EXERCISE AIM:
In the forum thread on the tr and sed commands, why does the first post say cat can be left out of both commands? Answer in one to three sentences.

PASSAGE SHOWN:
Thanks for challenging that. As you already know (since I've seen you issue this challenge before ), I don't have to cat into either command, when I can use redirect for 'tr' and sed will work on a specified file. Saves a couple of processes.

Also, thanks for fixing my code tags before. I was trying to do that, and then saw it was already done.

So the 'tr' line can be changed to:

 
tr -s '\012' ' ' < $FILE1 > $FILE2

and the sed line can be changed to:

 
sed -e 's/ \([0-2][0-9][0-5][0-9] TMU\)/\
\1/g' $FILE2 | sed -n -e '/[0-2][0-9][0-5][0-9] TMU [MW][EX]/P'

atc98092 · January 22, 2009, 1:25pm

I don't want anyone to think I'm ignoring posts, but I got pulled into an all-day meeting and it may last through tomorrow. Next week I'm traveling (Hawaii, yeah!) so won't be able to test anything on a Linux box. I will still try things on my Windows laptop, but as I've already found, what works here may not work there.:rolleyes:

I really appreciate all the help, and I'm sure we'll come up with a solution. I'm excited to try using awk instead of sed, and I have it on my laptop as well. Please keep the suggestions coming!

atc98092 · February 3, 2009, 4:28pm

Back from Hawaii, leave for Florida tomorrow. Jacksonville is as cold as Seattle right now!

I did some testing today (on Linux), and I think I have what I need. This is what I did:

cat 15.txt | tr -s '\012' ' ' > tmp.txt

echo WEATHER: > tmp3.txt
echo
cat tmp.txt | sed 's/ \([0-2][0-9][0-5][0-9] TMU\)/\
\1/g' | sed -n '/[0-2][0-9][0-5][0-9] TMU [WX:]/P' >> tmp3.txt
echo EQUIPMENT: >> tmp3.txt
echo
cat tmp.txt | sed 's/ \([0-2][0-9][0-5][0-9] TMU\)/\
\1/g' | sed -n '/[0-2][0-9][0-5][0-9] TMU [EQ:]/P' >> tmp3.txt
echo METERING: >> tmp3.txt
echo
sed -e 's/ \([0-2][0-9][0-5][0-9] TMU\)/\
\1/g' tmp.txt | sed -n -e '/[0-2][0-9][0-5][0-9] TMU [MET][EX]/P' >> tmp3.txt
rm tmp.txt

If I am following the flow correctly, after the first cat changes the newlines to spaces and saves into a temp file, I can then scan for my keywords to retrieve the individual entries required. On the first two I scan for WX: and EQ: and it returns exactly what I want :D.

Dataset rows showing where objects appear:
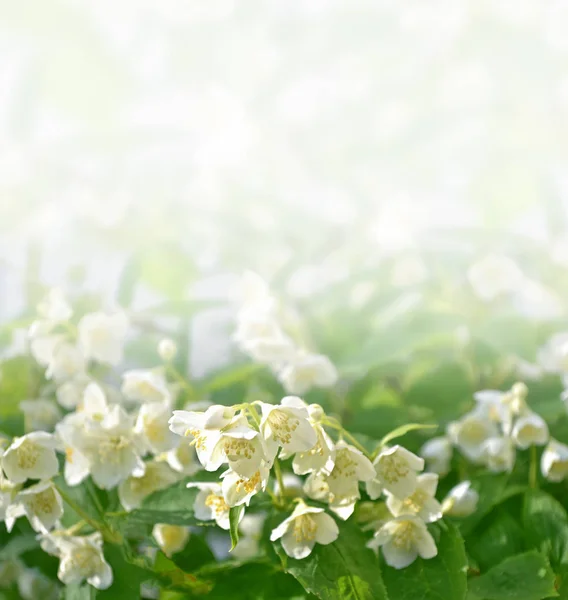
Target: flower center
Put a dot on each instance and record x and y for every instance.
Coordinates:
(217, 504)
(304, 529)
(28, 454)
(283, 425)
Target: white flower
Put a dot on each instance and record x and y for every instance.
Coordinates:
(106, 447)
(307, 370)
(554, 461)
(101, 336)
(31, 456)
(54, 307)
(133, 490)
(499, 454)
(287, 425)
(40, 503)
(183, 458)
(210, 504)
(41, 414)
(350, 467)
(471, 431)
(493, 276)
(396, 470)
(152, 424)
(204, 427)
(170, 538)
(321, 456)
(461, 500)
(239, 490)
(530, 429)
(144, 385)
(403, 539)
(66, 361)
(81, 558)
(167, 349)
(422, 502)
(305, 527)
(437, 452)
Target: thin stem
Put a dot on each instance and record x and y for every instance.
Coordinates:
(278, 473)
(347, 435)
(533, 468)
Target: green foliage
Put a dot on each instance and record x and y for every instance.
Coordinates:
(343, 570)
(441, 577)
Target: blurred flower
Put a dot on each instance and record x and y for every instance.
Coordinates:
(305, 527)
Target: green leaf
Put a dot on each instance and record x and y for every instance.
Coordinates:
(171, 506)
(403, 430)
(80, 592)
(235, 515)
(440, 578)
(545, 525)
(523, 577)
(343, 570)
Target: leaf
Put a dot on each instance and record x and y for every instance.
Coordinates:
(440, 578)
(343, 570)
(235, 515)
(77, 591)
(171, 506)
(403, 430)
(545, 525)
(526, 576)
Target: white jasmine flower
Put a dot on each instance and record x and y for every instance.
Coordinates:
(40, 503)
(403, 539)
(66, 361)
(461, 500)
(321, 456)
(101, 336)
(144, 385)
(170, 538)
(33, 584)
(350, 467)
(239, 490)
(530, 429)
(54, 307)
(133, 490)
(183, 458)
(81, 558)
(107, 448)
(437, 452)
(305, 527)
(499, 454)
(494, 276)
(307, 370)
(204, 427)
(422, 502)
(470, 432)
(210, 504)
(41, 414)
(396, 471)
(167, 349)
(31, 456)
(554, 461)
(152, 424)
(287, 425)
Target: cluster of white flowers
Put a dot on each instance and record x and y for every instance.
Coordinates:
(490, 434)
(261, 335)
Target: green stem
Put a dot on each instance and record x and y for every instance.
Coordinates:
(533, 468)
(279, 479)
(347, 436)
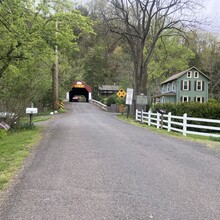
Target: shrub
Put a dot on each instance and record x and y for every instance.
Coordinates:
(193, 109)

EXERCISE SOLUTION:
Cat isn't needed because tr can get its input through a redirect, and sed can work directly on a specified file. Leaving cat out saves a couple of processes.